Point annotations for photos:
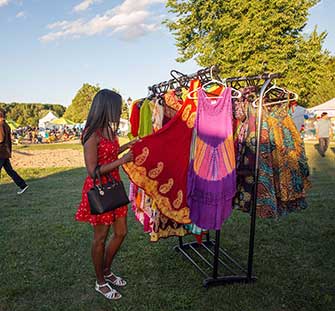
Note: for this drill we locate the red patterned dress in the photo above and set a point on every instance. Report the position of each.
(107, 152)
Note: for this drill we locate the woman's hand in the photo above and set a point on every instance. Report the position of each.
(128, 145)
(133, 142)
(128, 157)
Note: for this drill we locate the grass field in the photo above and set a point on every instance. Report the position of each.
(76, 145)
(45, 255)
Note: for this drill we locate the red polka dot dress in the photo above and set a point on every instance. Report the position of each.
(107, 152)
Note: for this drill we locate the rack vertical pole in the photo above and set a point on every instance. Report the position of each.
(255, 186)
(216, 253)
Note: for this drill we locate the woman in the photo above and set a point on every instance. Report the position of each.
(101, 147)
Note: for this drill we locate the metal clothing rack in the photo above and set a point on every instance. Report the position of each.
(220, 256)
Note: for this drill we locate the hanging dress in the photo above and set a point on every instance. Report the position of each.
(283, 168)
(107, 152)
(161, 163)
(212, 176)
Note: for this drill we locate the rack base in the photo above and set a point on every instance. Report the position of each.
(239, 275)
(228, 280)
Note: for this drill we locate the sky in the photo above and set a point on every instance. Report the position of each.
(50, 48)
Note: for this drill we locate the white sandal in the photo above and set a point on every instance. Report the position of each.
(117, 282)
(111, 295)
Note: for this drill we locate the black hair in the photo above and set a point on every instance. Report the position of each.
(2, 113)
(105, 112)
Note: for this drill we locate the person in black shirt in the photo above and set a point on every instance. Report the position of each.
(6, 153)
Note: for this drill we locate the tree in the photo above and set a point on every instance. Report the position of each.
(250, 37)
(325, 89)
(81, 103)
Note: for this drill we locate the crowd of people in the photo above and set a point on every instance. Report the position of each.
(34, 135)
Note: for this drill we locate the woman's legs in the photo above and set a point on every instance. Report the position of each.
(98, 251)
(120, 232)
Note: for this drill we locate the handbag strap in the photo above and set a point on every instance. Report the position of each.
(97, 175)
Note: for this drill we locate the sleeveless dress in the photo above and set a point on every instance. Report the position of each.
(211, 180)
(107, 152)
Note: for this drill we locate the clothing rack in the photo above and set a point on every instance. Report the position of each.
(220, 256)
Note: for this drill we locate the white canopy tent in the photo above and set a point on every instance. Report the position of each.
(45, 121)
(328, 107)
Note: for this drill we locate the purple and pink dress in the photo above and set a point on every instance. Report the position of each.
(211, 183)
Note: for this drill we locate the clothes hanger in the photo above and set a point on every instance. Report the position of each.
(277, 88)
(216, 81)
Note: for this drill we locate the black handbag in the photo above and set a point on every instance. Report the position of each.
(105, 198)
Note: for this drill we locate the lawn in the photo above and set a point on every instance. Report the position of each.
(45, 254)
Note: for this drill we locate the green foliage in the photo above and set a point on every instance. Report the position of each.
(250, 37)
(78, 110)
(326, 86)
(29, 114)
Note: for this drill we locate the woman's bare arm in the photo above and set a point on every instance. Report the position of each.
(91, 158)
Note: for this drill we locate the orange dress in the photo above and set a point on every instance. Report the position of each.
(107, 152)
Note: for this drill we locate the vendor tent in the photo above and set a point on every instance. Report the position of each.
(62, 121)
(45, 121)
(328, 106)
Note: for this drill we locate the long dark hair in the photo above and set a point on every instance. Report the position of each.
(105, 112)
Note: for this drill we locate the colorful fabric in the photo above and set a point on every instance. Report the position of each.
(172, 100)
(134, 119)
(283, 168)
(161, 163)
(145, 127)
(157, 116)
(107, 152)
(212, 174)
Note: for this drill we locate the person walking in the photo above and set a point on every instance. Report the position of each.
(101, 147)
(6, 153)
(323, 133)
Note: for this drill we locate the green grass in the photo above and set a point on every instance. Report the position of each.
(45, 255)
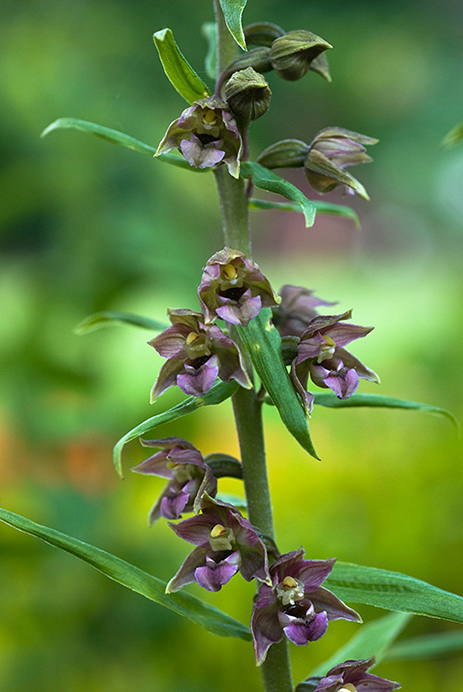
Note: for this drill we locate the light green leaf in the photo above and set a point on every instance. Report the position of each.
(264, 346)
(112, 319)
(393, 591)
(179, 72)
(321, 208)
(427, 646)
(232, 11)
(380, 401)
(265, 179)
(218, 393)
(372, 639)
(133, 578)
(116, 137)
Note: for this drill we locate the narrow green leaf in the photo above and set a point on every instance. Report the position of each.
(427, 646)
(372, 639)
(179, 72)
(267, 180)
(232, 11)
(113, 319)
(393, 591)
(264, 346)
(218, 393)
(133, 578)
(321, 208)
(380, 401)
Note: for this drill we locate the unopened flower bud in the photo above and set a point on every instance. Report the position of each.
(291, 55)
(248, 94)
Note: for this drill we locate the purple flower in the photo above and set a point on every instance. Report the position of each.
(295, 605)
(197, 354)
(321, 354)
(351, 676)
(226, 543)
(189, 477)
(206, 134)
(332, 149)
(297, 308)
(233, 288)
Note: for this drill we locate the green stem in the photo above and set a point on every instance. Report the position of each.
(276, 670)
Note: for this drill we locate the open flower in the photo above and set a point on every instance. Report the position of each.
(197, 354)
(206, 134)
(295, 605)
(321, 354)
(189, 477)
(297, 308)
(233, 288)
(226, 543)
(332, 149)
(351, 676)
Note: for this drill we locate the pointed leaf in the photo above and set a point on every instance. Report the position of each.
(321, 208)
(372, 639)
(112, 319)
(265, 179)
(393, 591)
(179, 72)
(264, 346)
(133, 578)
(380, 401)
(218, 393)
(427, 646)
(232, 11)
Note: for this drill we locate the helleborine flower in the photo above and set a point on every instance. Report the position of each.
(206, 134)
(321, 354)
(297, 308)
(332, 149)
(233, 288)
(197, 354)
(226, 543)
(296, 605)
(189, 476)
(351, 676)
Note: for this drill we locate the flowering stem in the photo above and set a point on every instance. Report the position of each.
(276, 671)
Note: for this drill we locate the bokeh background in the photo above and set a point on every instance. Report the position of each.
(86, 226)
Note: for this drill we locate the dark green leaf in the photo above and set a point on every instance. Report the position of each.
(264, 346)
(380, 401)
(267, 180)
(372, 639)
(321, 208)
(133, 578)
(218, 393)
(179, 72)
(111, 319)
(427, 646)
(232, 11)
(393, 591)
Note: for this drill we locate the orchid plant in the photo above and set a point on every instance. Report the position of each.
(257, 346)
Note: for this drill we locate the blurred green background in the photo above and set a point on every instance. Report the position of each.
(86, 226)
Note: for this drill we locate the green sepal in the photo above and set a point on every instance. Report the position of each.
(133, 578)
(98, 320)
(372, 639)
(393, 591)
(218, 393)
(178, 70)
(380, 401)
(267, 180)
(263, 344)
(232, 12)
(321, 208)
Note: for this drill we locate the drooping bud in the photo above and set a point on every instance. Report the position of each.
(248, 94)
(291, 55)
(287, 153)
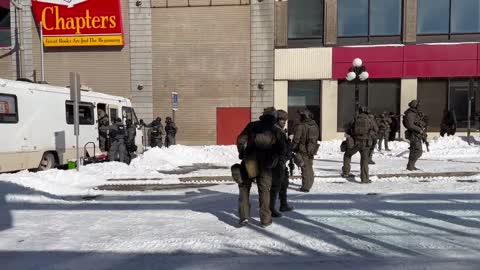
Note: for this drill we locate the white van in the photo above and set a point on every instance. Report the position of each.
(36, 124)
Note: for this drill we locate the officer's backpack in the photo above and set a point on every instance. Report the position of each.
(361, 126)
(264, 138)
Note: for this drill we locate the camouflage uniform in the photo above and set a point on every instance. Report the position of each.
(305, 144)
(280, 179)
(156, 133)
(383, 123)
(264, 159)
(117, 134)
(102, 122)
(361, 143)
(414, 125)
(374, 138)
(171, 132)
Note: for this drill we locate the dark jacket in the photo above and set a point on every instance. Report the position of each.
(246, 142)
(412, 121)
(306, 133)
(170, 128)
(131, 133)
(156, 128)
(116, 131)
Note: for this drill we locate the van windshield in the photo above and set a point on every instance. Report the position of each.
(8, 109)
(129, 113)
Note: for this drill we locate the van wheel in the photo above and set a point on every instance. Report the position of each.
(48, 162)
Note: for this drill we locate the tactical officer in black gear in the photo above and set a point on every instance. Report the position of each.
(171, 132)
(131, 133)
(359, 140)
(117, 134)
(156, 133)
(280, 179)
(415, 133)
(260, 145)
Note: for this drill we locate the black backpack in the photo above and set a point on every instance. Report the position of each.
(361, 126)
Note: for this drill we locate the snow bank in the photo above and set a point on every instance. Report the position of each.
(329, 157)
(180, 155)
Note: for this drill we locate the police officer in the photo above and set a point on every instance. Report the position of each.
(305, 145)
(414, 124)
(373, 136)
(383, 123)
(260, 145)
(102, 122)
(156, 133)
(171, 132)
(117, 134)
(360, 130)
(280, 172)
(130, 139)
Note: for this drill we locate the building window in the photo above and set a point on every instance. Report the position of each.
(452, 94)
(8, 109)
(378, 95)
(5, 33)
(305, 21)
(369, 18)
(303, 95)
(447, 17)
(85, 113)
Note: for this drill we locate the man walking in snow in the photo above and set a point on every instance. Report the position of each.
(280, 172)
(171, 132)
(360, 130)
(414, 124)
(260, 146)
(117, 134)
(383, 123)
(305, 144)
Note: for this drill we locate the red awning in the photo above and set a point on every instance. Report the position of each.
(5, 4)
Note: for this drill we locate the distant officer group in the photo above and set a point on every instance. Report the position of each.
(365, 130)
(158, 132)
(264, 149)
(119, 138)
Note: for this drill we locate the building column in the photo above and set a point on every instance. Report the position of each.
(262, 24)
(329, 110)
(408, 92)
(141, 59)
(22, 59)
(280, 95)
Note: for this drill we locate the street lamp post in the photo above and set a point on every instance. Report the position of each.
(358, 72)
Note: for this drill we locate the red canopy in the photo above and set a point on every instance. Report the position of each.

What the task asks: Starting at the line that contains "Note: for this drill we locate the man", write out every line to the end of the entries, exactly as given.

Exercise answer:
Note: for this drill we locate the man walking in snow in the photo above and set a point on every instance. Report the position of each.
(280, 172)
(171, 132)
(360, 130)
(414, 124)
(260, 146)
(117, 134)
(383, 123)
(305, 144)
Note: for this drill we locate the red awning in the photo above and set a point on every instance. Report the position of each.
(5, 4)
Note: for this drill we locate the distant officer group in the photo above and set a point on every instance. Report the position of each.
(365, 130)
(158, 132)
(264, 149)
(119, 138)
Note: for this drill we locate the building column in the photo above and set a point on every instance. Report the position of each.
(262, 24)
(329, 110)
(408, 92)
(141, 59)
(22, 59)
(280, 95)
Note: for this drill we locate the street lamp post in the photo above and set a point on every instance. Report the position of each.
(358, 72)
Note: for this drill we locate the red canopy in the photo above and set a point on every instance. Report the position of each.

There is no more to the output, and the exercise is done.